Artigo
Ao longo das últimas décadas, postos de gasolina passaram de uma novidade à objetos onipresentes em paisagens urbanas e rurais do mundo todo. Com a popularização dos automóveis durante a segunda metade do século XX, postos de gasolina transformaram-se em uma das tipologias arquitetônicas universais mais vulgares. Hoje, somente nos Estados Unidos, existem cerca de 130.000 estruturas deste tipo espalhadas pelos quatro cantos do país, uma para cada 2.000 mil veículos da frota americana que beira atualmente os 270 milhões. No entanto, à medida que a população mundial continua migrando das áreas rurais para às cidades, áreas urbanas cada vez mais densas e com sistemas de transporte público cada dia mais eficientes e sustentáveis, é hora de reinventar esta tradicional tipologia para que ela não se torne obsoleta da noite para o dia.

(Itens de dados)

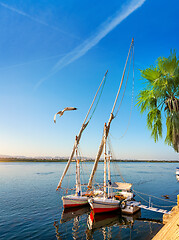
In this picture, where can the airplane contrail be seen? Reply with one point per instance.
(36, 19)
(103, 30)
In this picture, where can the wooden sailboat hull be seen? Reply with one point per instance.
(101, 205)
(130, 207)
(74, 201)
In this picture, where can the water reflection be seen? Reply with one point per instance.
(102, 222)
(106, 221)
(70, 213)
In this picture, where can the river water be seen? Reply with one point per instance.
(30, 208)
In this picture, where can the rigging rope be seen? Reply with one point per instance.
(125, 84)
(116, 166)
(98, 99)
(132, 100)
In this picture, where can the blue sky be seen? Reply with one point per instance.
(55, 53)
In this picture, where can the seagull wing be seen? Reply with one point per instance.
(60, 113)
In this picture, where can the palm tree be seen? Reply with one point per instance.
(160, 98)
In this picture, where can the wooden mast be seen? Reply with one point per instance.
(105, 192)
(109, 123)
(77, 140)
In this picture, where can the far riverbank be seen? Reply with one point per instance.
(86, 160)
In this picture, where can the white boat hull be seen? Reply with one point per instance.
(74, 201)
(100, 205)
(130, 208)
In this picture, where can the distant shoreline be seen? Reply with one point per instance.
(90, 160)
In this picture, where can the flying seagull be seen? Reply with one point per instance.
(60, 113)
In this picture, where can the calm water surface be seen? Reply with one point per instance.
(30, 208)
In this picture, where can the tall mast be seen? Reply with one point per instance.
(78, 183)
(77, 140)
(105, 155)
(109, 123)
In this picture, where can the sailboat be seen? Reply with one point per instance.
(109, 201)
(79, 198)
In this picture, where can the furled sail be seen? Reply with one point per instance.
(84, 125)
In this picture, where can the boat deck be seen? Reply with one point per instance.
(170, 231)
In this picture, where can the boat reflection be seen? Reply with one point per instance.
(177, 177)
(107, 220)
(71, 213)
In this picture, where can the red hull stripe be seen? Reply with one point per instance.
(100, 210)
(73, 205)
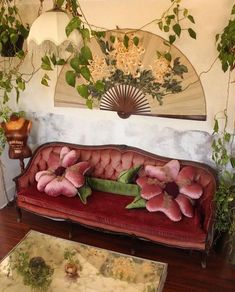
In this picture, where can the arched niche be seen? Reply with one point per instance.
(187, 104)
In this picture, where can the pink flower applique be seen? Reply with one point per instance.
(64, 175)
(170, 190)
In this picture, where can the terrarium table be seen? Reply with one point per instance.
(42, 262)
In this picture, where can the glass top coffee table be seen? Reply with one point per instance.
(42, 262)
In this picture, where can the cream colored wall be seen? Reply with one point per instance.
(210, 16)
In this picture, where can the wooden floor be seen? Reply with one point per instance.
(184, 270)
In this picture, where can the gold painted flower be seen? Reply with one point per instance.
(99, 68)
(128, 59)
(160, 67)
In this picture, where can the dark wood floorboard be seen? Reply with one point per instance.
(184, 270)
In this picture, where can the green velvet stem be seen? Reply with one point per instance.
(113, 187)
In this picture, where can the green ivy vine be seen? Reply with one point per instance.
(92, 90)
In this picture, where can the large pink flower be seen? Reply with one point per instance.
(170, 190)
(64, 175)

Tarefas do exercício
1. Indique se cada afirmação abaixo está de acordo com o artigo, respondendo sim ou não e citando literalmente o trecho que o comprova: (a) Os postos de gasolina tornaram-se uma das tipologias arquitetônicas universais mais vulgares com a popularização dos automóveis na segunda metade do século XX. (b) Nos Estados Unidos existem cerca de 300.000 postos de gasolina. (c) A população mundial continua migrando das cidades para as áreas rurais.
2. Segundo o artigo, de quantos veículos se aproxima atualmente a frota americana?
3. Traduza para o inglês a seguinte frase do artigo: "Com a popularização dos automóveis durante a segunda metade do século XX, postos de gasolina transformaram-se em uma das tipologias arquitetônicas universais mais vulgares."

Resultados esperados
1.
(a) Sim: "Com a popularização dos automóveis durante a segunda metade do século XX, postos de gasolina transformaram-se em uma das tipologias arquitetônicas universais mais vulgares."
(b) Não: "existem cerca de 130.000 estruturas deste tipo"
(c) Não: "a população mundial continua migrando das áreas rurais para às cidades"

2. Cerca de 270 milhões de veículos.

3. With the popularization of automobiles during the second half of the 20th century, gas stations became one of the most common universal architectural typologies.